# Extract to read
○ ○ ○ ○

While an increased focus on representation at work might sound like an obvious move to younger generations, this mindset-shift is a major evolution in the workplace.
“In the last ten years, things have really turned,” Campbell said. “People now realize successful companies have to be diverse—however you want to categorize and define that. I think everyone already knew it, but I don’t know if they could quantify it. But now, if you have a diverse company, there are stats that say you’re going to be more successful than the company where everyone looks the same.”
It’s a long way from how things were when Campbell was getting ready to launch a career. Early on, the self-described “geek at heart” received some challenging advice from his computer programmer father.
“Growing up, it was different,” Campbell said. “I remember my father saying to me, ‘Listen, if the scale is from one to eight, you gotta be a nine. If everyone else is getting B’s, you gotta get B-pluses or A’s, because you’re a little bit behind.’ And I didn’t know what he meant.”
He soon found out. After taking a gap year to tour as a guitarist, Campbell enrolled as a computer science major at the University of Nebraska at Omaha. Upon graduating, he took a programming job for a few years before joining TD Ameritrade as a software developer, where he continued to notice a distinct lack of color in the echelons of business.
“In the first 10 to 15 years of my career,” he said, “it was a struggle for me to look at all senior management and see no people of color. I’d think, ‘Wait a minute. I have aspirations to be a great leader. How am I going to do this?’ Because I don’t see any people of color. I don’t see any women. I don’t see anything but older white men. I’m not going anywhere.”
Not only did he notice the lack of diversity in leadership, he felt a pressure that many Black professionals feel in the workplace, one that white people have historically never felt: the pressure to seem as non-threatening as possible.
“In the first 20 years, I almost was subdued,” he said. “I’m 6-foot-2, 230 pounds, big bald Black guy, and I didn’t want to be this overbearing kind of person. So I almost was either subdued, or very laid back, or I just used humor because I didn’t want people to be overwhelmed by me. I tried to make light of things.”

○ ○ ○ ○

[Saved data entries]

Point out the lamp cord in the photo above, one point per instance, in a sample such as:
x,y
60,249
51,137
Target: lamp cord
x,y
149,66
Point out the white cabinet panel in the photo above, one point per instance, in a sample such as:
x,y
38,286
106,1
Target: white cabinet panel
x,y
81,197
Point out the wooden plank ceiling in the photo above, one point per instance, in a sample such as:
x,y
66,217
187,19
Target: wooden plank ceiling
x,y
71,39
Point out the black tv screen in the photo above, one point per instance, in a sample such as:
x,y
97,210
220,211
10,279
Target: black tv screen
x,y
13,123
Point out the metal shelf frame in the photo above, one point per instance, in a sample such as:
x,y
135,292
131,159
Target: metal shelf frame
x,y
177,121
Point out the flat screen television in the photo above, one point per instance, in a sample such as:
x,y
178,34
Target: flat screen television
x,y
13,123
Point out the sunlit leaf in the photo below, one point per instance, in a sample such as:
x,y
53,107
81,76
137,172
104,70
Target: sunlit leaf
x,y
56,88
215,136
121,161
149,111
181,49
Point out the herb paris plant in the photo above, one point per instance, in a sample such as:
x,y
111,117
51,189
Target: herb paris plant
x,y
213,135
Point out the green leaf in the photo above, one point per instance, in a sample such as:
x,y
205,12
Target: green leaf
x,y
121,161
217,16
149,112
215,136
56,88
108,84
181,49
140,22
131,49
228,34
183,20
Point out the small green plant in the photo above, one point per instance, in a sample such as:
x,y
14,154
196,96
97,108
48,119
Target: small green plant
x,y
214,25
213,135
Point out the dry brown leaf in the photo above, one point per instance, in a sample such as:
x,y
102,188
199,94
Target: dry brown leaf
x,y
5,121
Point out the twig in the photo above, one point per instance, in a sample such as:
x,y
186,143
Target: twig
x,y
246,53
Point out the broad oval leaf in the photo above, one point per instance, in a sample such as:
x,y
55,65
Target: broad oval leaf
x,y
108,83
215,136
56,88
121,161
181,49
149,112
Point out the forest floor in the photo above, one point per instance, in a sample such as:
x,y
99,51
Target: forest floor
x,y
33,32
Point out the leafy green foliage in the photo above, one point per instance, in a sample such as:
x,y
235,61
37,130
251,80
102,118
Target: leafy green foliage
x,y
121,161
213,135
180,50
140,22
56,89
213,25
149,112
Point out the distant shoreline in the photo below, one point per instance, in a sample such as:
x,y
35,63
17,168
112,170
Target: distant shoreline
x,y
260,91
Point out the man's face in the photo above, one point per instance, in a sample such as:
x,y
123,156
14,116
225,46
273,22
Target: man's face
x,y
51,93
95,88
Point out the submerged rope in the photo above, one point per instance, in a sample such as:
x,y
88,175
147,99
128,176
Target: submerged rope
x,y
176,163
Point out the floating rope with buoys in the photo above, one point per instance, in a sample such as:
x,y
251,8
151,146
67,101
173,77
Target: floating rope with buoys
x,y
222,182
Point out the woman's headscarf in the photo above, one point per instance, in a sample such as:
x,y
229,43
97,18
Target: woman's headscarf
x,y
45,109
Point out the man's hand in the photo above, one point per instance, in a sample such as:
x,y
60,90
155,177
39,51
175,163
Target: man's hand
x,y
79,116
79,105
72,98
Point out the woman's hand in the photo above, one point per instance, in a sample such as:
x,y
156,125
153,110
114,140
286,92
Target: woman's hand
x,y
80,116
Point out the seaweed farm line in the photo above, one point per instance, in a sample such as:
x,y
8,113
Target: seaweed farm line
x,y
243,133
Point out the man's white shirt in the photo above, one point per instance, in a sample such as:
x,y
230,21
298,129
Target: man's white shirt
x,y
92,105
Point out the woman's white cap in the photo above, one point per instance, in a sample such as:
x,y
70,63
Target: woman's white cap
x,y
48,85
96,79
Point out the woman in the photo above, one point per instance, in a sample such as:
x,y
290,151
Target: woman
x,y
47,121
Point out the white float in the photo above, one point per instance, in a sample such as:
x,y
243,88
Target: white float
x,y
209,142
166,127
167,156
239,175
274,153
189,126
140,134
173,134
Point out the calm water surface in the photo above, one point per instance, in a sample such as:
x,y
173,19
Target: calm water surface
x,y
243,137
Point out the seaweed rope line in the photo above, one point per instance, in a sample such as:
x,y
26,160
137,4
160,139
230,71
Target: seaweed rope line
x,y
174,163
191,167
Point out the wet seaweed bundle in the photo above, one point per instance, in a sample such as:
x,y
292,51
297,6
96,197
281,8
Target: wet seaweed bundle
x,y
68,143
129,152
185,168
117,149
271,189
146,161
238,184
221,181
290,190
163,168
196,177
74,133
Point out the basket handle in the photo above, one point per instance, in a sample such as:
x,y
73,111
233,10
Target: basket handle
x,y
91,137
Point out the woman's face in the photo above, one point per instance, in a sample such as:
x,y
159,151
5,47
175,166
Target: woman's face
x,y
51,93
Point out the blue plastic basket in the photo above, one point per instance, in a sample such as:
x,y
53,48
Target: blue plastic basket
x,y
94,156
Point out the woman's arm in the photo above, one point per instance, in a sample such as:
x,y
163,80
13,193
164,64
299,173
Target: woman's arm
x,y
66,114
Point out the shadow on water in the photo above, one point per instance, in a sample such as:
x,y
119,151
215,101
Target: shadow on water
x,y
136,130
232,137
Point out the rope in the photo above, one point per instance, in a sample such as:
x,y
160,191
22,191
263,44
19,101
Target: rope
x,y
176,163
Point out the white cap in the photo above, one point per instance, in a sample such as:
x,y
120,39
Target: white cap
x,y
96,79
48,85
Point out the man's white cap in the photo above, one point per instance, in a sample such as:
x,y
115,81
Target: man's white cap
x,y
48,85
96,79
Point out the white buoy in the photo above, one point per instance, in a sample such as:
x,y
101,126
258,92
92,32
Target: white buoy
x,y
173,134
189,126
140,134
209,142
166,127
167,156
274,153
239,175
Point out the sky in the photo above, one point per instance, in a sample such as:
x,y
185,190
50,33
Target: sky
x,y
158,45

○ ○ ○ ○

# Prompt 1
In the passage about Campbell's career, what did he major in at the University of Nebraska at Omaha?
# Prompt 2
Translate this sentence from the passage about Campbell's career into Spanish: "It’s a long way from how things were when Campbell was getting ready to launch a career."
# Prompt 3
Continue the passage about Campbell's career, picking up right after its last sentence.

# Answer area 1
Computer science.

# Answer area 2
Esto está muy lejos de cómo eran las cosas cuando Campbell se preparaba para comenzar su carrera profesional.

# Answer area 3
As times change, however, Campbell said he has felt freer to be himself at work: the left-brain, right-brain geek leader who loves heavy metal, martial arts, problem-solving, storytelling, conversation and social connection.
In fact, a couple weeks ago, Campbell said he felt a little teary-eyed with gratitude during a routine standup meeting he was leading. A year deep into a devastating global pandemic, layered with the change brought about by TD Ameritrade’s recent merger with Texas-based financial services company Charles Schwab, Campbell was impressed with how everyone was adapting to the background noise of unpredictability. He told his team that he loved them, something he said he would not have felt safe to do earlier in his career.
From heads-down software developer to team-building tech manager, Campbell’s ability to cultivate genuine rapport with people has supported his rise.
“Todd is a great community builder, tech advocate and leader,” said Monika Philp, director of tech leadership development for the AIM Institute. “He’s a wonderful teacher, beloved by his students and colleagues alike, and AIM is grateful for his support; he’s the perfect choice to head our leadership academies’ steering committee.”
And in an era of civil unrest, his expertise and perspective are more in-demand than ever.
He said he thinks now is the perfect time to be a leader, to bring people together, find common ground and construct an environment of inclusion and connection.
“I think people are always looking to connect,” he said. “I would not be where I am without my abilities to tell stories and to relate and to connect.”